(Written instruction)
Reproduce the lines below word for word, in the order they appear.

(Task input)

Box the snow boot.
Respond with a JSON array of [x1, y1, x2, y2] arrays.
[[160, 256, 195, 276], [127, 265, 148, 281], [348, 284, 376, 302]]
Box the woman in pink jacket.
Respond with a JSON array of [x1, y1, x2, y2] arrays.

(Result)
Box the snow boot.
Respond with a JSON array of [x1, y1, x2, y2] arrays.
[[160, 256, 195, 276], [127, 265, 148, 281], [348, 284, 376, 302]]
Box the woman in pink jacket.
Respond with a JSON array of [x1, y1, x2, y2] arrays.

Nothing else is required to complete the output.